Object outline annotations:
□ □ □ □ □
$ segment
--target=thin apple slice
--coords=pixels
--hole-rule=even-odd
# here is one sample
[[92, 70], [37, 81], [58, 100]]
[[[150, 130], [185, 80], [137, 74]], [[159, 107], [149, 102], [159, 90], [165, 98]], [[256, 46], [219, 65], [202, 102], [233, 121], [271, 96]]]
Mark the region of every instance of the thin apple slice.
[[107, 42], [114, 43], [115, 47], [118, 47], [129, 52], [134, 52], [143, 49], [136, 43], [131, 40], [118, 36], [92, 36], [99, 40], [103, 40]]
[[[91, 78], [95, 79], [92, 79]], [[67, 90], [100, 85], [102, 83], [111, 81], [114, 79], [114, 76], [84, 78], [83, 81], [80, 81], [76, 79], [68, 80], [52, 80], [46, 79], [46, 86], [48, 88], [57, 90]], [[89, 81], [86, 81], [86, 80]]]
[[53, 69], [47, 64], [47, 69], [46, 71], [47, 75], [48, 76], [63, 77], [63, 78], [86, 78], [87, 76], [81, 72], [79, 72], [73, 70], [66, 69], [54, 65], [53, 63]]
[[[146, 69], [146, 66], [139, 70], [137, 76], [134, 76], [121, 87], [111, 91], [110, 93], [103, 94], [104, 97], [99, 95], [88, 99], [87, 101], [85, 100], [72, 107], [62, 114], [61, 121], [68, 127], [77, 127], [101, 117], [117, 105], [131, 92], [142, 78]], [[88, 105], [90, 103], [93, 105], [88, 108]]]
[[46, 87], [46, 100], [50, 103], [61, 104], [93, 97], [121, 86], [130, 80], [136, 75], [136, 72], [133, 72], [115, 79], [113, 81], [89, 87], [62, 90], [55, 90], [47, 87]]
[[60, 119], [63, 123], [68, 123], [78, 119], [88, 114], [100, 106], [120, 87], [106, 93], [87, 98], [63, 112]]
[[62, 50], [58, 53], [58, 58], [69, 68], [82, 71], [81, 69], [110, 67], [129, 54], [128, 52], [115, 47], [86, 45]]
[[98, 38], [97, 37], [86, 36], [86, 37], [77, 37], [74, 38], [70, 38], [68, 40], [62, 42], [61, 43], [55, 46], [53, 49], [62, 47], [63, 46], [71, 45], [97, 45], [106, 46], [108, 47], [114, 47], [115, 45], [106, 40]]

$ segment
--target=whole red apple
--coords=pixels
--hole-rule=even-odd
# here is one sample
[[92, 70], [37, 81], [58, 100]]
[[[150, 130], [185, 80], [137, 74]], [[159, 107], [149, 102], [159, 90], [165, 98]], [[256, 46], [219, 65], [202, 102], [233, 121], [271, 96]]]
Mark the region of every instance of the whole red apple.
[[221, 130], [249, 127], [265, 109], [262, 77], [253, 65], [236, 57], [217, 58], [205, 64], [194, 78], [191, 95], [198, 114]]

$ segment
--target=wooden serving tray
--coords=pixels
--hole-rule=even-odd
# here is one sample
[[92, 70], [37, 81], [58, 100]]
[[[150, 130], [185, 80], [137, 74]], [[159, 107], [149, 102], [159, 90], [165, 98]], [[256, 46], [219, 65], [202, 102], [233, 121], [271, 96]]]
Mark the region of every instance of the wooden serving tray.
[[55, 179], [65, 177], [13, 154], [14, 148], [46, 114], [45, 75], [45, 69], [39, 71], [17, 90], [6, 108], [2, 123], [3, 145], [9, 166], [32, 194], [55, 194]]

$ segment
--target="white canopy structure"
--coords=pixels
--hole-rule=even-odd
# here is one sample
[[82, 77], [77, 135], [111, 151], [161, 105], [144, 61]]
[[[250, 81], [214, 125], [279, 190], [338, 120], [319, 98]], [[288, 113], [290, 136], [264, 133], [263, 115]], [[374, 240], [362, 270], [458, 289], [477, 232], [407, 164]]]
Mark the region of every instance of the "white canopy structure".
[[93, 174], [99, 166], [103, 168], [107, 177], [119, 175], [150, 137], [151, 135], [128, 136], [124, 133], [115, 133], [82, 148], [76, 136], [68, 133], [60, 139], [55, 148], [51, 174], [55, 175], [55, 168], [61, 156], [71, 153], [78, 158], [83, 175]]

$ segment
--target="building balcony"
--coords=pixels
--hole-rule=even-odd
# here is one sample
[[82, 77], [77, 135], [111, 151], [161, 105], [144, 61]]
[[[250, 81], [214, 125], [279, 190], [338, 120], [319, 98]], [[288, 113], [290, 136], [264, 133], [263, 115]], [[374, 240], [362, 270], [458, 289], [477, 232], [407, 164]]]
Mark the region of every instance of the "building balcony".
□ □ □ □ □
| TASK REQUIREMENTS |
Transcribe the data word for word, beginning at its first line and stopping after the line that contains "81], [86, 80]]]".

| RESPONSE |
$ segment
--target=thin apple slice
--coords=pixels
--hole-rule=even-odd
# here is one sample
[[92, 70], [37, 81], [58, 100]]
[[[150, 130], [185, 80], [137, 74]], [[159, 107], [149, 102], [159, 90], [165, 98]], [[256, 46], [219, 65], [202, 102], [233, 121], [271, 96]]]
Mark the region of every instance of the thin apple slice.
[[107, 42], [114, 43], [115, 47], [118, 47], [129, 52], [134, 52], [143, 49], [136, 43], [131, 40], [118, 36], [92, 36], [99, 40], [103, 40]]
[[[91, 78], [95, 79], [92, 79]], [[67, 90], [100, 85], [102, 83], [111, 81], [114, 79], [114, 76], [84, 78], [83, 81], [80, 81], [76, 79], [68, 80], [52, 80], [46, 79], [46, 86], [48, 88], [57, 90]], [[89, 81], [86, 81], [86, 80]]]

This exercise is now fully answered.